### TRECHO DO DOCUMENTO

Cuidado com os velhos


Um professor criou um neologismo para uma arte (ou ciência) nova: eugeria, velhice feliz. Os gregos não tiveram o otimismo de juntar os dois elementos dessa palavra.01/01/2011 - por Paulo Mendes Campos na categoria 'Artigos'
Andam a mexer muito com os velhos. Que a ciência procure dar-lhes meios efetivos de temperar a saúde, que as leis fixem recursos que lhes poupem penúrias e humilhações, que as famílias os acolham com respeito. Mas querer iludi-los com estimulantes morais, discutir as tristezas deles em público, isso é impertinência. Cuidá-los como crianças, engambelá-los, isso os ofende.
Envelhecer.... Meu mestre, frade franciscano, dizia-nos que mesmo o mais santo dos papas gostaria de ser mais moço. Mas o homem tem que agüentar as conseqüências humanas com orgulho ou raiva: só um velho palerma, indigno da verdade, iria acreditar que não é velho, que a velhice não existe, que a vida é um sorriso.

######
### DADOS FORNECIDOS

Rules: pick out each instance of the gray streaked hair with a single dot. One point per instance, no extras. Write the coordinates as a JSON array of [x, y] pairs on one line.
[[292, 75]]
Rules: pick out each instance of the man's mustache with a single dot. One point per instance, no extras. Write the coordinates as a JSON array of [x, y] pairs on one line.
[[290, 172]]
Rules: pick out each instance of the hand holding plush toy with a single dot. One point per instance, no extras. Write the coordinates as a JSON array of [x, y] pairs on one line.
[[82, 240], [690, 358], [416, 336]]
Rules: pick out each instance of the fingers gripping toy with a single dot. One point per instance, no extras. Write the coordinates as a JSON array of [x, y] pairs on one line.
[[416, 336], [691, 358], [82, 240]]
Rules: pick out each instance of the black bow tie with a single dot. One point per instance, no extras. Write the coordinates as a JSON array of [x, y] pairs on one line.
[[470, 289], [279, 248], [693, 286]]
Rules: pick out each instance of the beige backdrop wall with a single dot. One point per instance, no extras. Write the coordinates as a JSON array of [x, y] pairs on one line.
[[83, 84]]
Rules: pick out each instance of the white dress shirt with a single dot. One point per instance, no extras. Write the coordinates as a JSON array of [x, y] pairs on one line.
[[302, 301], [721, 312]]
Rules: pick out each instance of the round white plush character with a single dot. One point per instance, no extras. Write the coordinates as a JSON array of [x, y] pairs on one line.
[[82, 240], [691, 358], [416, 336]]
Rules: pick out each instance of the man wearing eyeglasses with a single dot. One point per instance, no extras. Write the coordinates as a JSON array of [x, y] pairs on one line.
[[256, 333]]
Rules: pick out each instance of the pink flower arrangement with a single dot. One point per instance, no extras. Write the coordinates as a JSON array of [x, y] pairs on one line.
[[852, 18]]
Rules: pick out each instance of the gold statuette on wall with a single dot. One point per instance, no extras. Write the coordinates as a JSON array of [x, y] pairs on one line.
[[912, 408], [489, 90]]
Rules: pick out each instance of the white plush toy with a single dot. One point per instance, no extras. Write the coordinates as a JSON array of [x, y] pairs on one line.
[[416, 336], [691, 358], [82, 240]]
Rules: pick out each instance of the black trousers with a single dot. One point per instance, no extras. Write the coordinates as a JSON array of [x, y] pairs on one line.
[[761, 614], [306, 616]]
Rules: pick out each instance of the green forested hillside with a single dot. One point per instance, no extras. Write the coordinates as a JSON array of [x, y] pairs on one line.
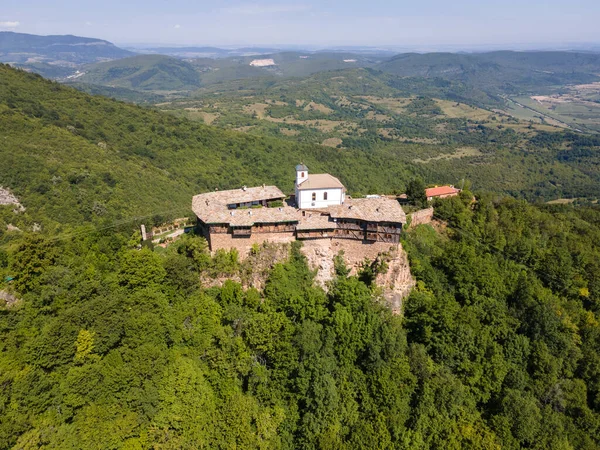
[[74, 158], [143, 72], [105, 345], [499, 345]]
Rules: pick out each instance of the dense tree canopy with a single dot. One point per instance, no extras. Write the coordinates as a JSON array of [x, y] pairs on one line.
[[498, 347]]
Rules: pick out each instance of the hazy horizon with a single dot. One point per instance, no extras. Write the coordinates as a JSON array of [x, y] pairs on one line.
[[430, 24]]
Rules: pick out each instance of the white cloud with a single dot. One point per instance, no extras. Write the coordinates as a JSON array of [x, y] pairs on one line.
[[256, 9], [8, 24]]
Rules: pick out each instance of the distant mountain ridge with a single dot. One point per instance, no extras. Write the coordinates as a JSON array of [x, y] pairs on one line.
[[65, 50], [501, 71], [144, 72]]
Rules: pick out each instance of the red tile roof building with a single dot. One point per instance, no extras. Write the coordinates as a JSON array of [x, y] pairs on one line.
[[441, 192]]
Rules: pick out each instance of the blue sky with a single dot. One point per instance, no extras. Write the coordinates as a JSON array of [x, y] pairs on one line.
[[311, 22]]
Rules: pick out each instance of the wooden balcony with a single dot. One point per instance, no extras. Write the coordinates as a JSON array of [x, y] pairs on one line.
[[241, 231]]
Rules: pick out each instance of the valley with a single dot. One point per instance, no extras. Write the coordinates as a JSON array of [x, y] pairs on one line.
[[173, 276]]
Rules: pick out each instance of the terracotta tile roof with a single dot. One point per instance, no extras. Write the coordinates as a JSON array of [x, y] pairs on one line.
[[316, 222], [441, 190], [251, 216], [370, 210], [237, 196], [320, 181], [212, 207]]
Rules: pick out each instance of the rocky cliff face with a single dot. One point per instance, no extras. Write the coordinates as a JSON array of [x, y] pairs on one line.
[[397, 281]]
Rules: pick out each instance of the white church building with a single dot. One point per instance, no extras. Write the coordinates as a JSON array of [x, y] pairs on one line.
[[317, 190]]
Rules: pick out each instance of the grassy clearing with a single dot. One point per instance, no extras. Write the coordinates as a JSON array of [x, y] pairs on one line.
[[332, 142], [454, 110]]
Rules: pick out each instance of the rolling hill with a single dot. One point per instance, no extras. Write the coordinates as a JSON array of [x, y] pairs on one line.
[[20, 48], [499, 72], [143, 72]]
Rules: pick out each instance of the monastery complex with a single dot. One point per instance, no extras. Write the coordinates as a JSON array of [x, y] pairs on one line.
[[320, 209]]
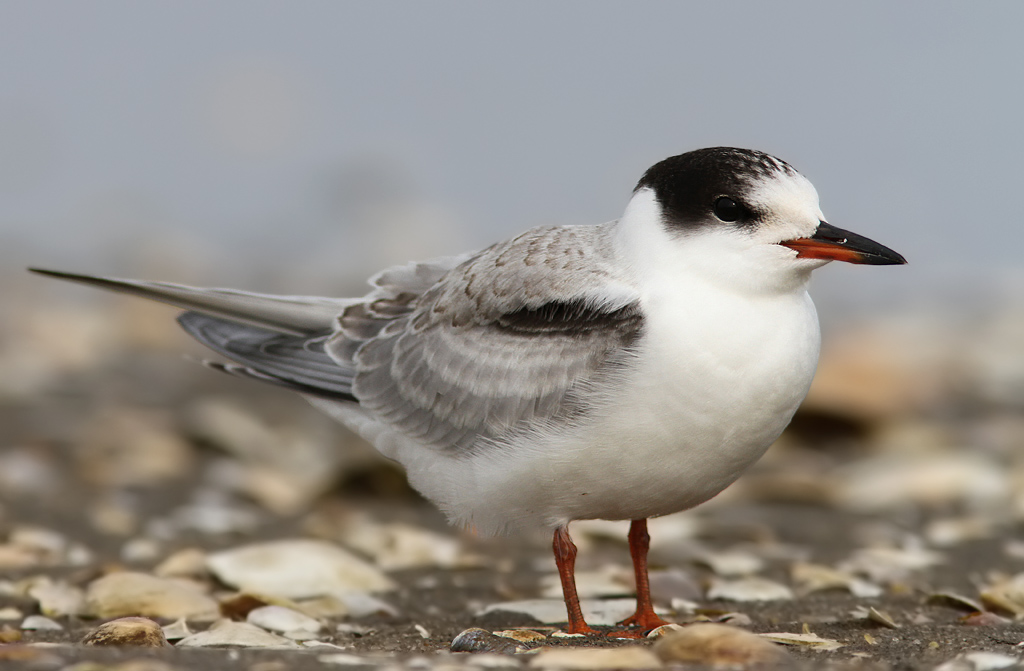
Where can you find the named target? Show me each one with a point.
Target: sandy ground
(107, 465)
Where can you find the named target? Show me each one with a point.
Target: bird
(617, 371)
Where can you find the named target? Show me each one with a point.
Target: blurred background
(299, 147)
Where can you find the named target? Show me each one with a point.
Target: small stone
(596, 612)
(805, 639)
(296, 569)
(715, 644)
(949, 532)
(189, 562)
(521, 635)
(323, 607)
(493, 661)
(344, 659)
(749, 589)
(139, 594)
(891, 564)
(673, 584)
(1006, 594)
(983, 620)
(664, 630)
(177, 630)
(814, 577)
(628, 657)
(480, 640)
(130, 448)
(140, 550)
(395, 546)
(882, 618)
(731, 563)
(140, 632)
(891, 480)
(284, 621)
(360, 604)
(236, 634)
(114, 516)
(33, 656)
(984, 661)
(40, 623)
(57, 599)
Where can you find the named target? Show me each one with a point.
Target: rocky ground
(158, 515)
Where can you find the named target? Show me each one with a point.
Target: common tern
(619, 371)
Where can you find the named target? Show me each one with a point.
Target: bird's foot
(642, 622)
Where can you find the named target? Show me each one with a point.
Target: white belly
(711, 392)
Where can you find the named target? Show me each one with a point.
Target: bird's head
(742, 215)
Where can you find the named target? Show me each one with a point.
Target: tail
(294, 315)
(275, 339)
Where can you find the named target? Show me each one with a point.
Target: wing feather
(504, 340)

######

**SEU OBJETIVO**: Liste tudo aquilo em que, segundo o texto sobre a velhice, só um velho palerma iria acreditar. Não é preciso consultar o material para realizar o que se pede.

**ÁREA DE RESPOSTA**:
- Que não é velho
- Que a velhice não existe
- Que a vida é um sorriso